The task. An exact retyping of every record is required.

** Excerpted data follows **

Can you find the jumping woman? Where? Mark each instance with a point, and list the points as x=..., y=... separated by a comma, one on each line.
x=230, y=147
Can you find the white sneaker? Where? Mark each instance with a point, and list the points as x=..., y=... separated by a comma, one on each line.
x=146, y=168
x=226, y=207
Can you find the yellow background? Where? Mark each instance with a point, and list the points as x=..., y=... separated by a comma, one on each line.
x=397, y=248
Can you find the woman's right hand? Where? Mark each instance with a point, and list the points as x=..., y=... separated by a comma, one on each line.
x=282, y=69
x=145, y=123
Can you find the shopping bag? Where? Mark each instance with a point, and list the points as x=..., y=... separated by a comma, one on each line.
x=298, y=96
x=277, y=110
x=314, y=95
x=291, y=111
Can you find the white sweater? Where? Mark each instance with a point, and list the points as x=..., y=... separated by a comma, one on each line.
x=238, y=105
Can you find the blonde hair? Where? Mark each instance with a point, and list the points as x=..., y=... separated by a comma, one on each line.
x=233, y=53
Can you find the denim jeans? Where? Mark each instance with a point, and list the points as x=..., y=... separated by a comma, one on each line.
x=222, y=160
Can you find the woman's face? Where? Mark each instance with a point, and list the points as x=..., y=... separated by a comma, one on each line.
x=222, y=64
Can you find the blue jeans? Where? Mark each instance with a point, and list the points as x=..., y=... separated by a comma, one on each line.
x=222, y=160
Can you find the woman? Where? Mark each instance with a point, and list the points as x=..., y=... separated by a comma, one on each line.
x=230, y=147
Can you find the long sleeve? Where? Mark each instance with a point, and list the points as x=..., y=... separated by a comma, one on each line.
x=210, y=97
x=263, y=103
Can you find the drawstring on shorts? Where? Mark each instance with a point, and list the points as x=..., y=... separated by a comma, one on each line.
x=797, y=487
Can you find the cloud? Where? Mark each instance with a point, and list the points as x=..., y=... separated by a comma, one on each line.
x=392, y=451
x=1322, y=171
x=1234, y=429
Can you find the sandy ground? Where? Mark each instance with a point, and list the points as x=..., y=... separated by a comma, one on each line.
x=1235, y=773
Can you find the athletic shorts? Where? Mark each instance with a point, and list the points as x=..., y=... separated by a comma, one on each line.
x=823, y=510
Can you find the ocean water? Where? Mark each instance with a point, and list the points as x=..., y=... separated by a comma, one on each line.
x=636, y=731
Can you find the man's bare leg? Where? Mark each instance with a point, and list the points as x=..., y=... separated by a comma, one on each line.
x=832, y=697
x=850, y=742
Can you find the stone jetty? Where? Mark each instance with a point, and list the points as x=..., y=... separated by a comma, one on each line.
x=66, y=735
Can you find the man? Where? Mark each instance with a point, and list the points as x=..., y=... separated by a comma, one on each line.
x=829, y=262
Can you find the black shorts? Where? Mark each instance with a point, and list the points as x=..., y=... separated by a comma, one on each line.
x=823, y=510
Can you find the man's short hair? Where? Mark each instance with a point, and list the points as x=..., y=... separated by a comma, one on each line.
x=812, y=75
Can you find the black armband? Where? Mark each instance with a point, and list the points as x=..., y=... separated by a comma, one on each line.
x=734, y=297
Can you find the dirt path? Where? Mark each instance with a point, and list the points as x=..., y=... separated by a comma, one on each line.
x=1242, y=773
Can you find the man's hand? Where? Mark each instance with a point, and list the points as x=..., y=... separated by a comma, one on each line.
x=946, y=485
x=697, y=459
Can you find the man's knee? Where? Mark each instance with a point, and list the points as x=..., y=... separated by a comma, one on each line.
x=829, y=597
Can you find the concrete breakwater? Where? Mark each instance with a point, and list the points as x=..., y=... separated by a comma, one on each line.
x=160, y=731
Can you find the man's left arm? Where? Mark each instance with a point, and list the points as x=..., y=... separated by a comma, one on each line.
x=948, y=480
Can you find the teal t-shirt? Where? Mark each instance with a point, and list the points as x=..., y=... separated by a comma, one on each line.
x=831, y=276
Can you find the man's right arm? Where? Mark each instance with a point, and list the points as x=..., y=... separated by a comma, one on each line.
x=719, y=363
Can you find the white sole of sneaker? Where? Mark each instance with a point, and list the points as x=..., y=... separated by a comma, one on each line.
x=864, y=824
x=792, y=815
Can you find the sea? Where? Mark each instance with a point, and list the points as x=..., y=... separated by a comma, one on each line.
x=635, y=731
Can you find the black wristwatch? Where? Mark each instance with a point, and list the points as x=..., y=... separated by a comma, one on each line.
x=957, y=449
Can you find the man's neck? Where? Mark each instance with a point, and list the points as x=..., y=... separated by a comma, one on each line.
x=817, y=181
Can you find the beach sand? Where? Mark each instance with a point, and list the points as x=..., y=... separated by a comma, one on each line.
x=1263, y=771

** End of Excerpted data **

Answer space.
Can you find the jumping woman? Where? Mark each instance with a point, and list the points as x=..., y=... separated by a comma, one on each line.
x=230, y=147
Can you find the white sneaker? Where? Mark each instance with a point, and list the points as x=..., y=... separated by a comma, one on each line.
x=146, y=168
x=226, y=207
Can you find the yellow background? Where? Mark each instance with a point, and list the points as x=..., y=... separated by a comma, one on each line.
x=397, y=248
Can you find the woman's right hand? Where? Mark each instance with a point, and list the points as x=..., y=... separated by a comma, one on each line.
x=282, y=69
x=145, y=123
Can you find the shopping bag? Where? Mark each instance with a point, and list the points as x=..., y=... separated by a comma, one on each line.
x=298, y=96
x=277, y=110
x=314, y=95
x=291, y=111
Can you find the white sweater? Where? Mark each instance with a point, and list the points as x=..., y=... separated by a comma, one on each line.
x=238, y=105
Can you find the blonde hair? Where? Mark each instance with a point, and list the points as x=..., y=... separated by a comma, one on each line.
x=233, y=53
Can you find the denim jeans? Where? Mark each instance with a point, and list the points as x=..., y=... separated by a comma, one on each line.
x=222, y=160
Can you find the woman's face? Where? Mark each instance with a point, and list the points as x=..., y=... separated by a comma, one on each line.
x=222, y=64
Can you find the blue jeans? Where? Mark each instance with a point, and list the points as x=..., y=... separated by a comma, one on each line.
x=222, y=160
Can you find the woman? Where? Mark each instance with a point, and list the points as x=..., y=... separated by a comma, one on each line.
x=230, y=147
Can you find the long sleeve? Where? Mark each instance with a point, and list the points as x=..., y=... separated by a comma, one on each line.
x=210, y=97
x=263, y=103
Can you find the drawstring on shorts? Where? Mark each instance with a point, and list the points as x=..., y=... separated by a comma, one on each line.
x=797, y=487
Can you find the cloud? Where? Mark each instance with a point, and list the points as x=..., y=... separated by a comma, one on each line.
x=392, y=451
x=1322, y=171
x=1234, y=429
Can you find the sandy ground? Where? Mark each instance with a point, and list the points as x=..., y=... separated by a comma, one on each line.
x=1235, y=773
Can you find the athletic shorts? Where? Mark each instance with a point, and list the points as x=..., y=... separated by a comma, one on each line.
x=823, y=510
Can you find the ocean water? Where? Mark each instance with a point, and list the points as x=..., y=... separated by a comma, one on each line.
x=636, y=731
Can you find the man's bare leg? Where? Mark each instance with a point, and list the points as x=..., y=... separated by a comma, one on each line.
x=832, y=697
x=850, y=742
Can you find the stone jetty? Where? Mark each instance with a point, and list the points as x=..., y=... separated by a comma, one on each line.
x=66, y=735
Can you find the man? Where? Mark each instance with a point, and list the points as x=..., y=... separated by a comma, one on each line.
x=829, y=262
Can you find the black shorts? Where? Mark each instance with a point, and list the points as x=..., y=... separated by a comma, one on each line.
x=823, y=510
Can you find the man's short hair? Where? Mark each instance with a point, and list the points as x=..., y=... separated by a comma, one on each line.
x=812, y=75
Can you find the black armband? Where? Mark each instance with a point, and list the points as x=..., y=... separated by a comma, one on each line.
x=734, y=297
Can you find the dirt path? Where? Mark each instance with a point, and list the points as x=..., y=... separated by a comma, one on each line.
x=1242, y=773
Can you find the man's hand? Where? Mark each instance with a point, and list the points as x=..., y=... separated by a comma, one on each line.
x=946, y=485
x=697, y=459
Can you find the man's knee? Where? Mark each instance with a point, and list the points as x=..., y=... separated by a comma, one on each line.
x=829, y=597
Can you find the concrete breakwater? Where? Mark each instance with a point, and list the points as x=..., y=... separated by a comma, one on each line.
x=160, y=731
Can you find the man's left arm? Where? Mark each instance with a point, and list the points as x=..., y=... separated by a comma, one on each line.
x=948, y=480
Can you find the teal t-shirt? Where? Mark each instance with a point, and list the points as x=..., y=... separated by a comma, one on each line.
x=831, y=276
Can you find the man's right arm? Where? Mark each instance with a point, and list the points as x=..., y=... separated by a comma, one on each line.
x=719, y=363
Can you find the white sole of sneaker? Where? Mark each instance with a point, and list the points as x=..., y=... separated by a comma, one on each line.
x=864, y=824
x=792, y=815
Can you find the sea? Where? Mark each instance with a point, and list the points as x=..., y=... separated by a comma, one on each line.
x=635, y=731
Can you find the black wristwatch? Where? Mark each instance with a point, and list the points as x=..., y=... separated by a comma, one on each line.
x=957, y=449
Can you find the man's neck? Where? Mark each instance with a point, and list the points as x=..., y=... separated by a comma, one on each line.
x=817, y=181
Can you find the beach sand? Where? Mark each instance with a point, and list the points as x=..., y=... separated by a comma, one on each line.
x=1263, y=771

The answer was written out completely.